[START Available records]
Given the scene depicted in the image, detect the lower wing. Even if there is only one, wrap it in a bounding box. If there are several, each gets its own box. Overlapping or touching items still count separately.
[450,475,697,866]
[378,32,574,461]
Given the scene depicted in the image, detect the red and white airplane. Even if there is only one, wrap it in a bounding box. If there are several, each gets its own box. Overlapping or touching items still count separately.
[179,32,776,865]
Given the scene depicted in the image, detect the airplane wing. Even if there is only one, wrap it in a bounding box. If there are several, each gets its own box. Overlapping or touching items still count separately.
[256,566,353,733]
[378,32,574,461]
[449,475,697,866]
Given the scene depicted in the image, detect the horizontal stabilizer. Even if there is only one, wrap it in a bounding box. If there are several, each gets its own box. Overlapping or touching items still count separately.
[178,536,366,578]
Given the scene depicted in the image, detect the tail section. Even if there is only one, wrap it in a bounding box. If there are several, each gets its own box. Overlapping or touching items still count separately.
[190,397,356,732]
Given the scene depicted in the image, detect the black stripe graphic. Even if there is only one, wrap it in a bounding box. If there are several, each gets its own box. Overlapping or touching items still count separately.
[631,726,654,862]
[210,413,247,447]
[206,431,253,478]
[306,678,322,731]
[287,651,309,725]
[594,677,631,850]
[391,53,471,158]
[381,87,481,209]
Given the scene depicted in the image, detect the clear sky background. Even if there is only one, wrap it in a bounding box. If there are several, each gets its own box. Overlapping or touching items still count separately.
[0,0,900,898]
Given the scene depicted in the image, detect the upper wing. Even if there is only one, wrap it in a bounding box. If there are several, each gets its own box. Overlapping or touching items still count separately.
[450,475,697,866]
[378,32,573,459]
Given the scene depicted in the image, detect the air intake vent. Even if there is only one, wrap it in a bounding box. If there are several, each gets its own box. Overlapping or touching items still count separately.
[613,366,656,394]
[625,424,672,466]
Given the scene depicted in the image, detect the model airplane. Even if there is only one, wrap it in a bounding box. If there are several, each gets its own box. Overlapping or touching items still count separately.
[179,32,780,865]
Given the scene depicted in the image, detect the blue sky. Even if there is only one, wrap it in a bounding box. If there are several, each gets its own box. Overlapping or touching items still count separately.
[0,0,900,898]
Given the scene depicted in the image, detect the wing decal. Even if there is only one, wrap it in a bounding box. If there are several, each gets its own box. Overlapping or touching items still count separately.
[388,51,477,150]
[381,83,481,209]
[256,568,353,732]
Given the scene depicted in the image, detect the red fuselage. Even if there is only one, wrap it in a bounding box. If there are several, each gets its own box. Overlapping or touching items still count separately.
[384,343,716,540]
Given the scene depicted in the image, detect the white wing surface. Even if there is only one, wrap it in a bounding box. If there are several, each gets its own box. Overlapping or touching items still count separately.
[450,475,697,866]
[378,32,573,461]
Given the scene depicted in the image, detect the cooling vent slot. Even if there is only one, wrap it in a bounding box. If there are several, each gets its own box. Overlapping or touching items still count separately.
[END Available records]
:: Work instructions ::
From the records, copy every line that contains the word "section", and treat uppercase and lowercase as different.

:: Correct output ::
Given the scene depicted in the image, detect the tail section. Even if there is only one, wrap it in a bounding box. If there are several, each gets its own box. Overlapping or touching items still count separately.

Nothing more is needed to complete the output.